Records provided:
──────────

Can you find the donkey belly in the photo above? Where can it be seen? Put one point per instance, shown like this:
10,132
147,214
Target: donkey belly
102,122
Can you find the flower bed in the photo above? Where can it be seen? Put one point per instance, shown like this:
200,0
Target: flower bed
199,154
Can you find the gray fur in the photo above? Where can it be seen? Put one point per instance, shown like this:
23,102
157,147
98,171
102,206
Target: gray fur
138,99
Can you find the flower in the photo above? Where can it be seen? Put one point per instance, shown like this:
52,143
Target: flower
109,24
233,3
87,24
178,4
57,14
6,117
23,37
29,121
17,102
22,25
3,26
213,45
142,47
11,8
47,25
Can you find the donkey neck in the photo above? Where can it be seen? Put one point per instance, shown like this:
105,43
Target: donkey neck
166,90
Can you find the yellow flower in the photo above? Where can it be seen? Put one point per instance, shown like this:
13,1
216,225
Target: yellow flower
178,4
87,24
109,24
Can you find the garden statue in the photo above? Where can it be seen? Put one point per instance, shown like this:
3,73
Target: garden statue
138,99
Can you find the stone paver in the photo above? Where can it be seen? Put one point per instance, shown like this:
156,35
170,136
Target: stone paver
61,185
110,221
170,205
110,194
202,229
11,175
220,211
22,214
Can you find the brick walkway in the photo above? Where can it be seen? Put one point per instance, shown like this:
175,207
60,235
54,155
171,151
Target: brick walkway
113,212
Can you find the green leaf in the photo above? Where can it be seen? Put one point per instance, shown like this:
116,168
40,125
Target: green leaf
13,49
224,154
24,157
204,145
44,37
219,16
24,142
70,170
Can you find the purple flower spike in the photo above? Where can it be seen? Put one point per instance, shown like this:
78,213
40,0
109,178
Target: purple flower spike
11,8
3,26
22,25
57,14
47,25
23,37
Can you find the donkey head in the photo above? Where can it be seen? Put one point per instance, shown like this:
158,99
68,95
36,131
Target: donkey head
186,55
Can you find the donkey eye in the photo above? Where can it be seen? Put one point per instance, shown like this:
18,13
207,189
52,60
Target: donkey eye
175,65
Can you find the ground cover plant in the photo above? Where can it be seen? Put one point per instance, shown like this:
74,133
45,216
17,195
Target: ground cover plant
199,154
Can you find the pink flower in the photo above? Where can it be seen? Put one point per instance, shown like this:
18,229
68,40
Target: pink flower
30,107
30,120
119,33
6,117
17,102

──────────

Task instructions:
Exactly reproduce the lines of the data above that run from the line containing "Can you find the purple" through the final one.

Task response:
Can you find the purple flower spike in the photo above? Where can it be seen? Put one point per instance, shown like this:
78,213
40,0
109,178
Target: purple flower spike
11,8
3,26
22,25
57,14
47,25
23,37
Can you find the donkey head in the photo above? Where can it be seen? Put one point per instance, shown like this:
158,99
68,95
36,131
Target: donkey head
186,55
Can you find the donkey eye in the photo above? Where can it be seen? Put one point per instance, shown like this:
18,13
207,189
52,60
Target: donkey eye
175,65
Can you find the ground cover plant in the photo above? Where can it be seen? Put one point per instance, shown like this:
74,133
45,216
17,195
Target: ground cover plant
199,154
Can you find the pink flower in the photo above? Where can it be seen? Put one point per instance, shown like this:
18,229
68,40
Target: pink flower
30,107
30,120
119,33
6,117
17,102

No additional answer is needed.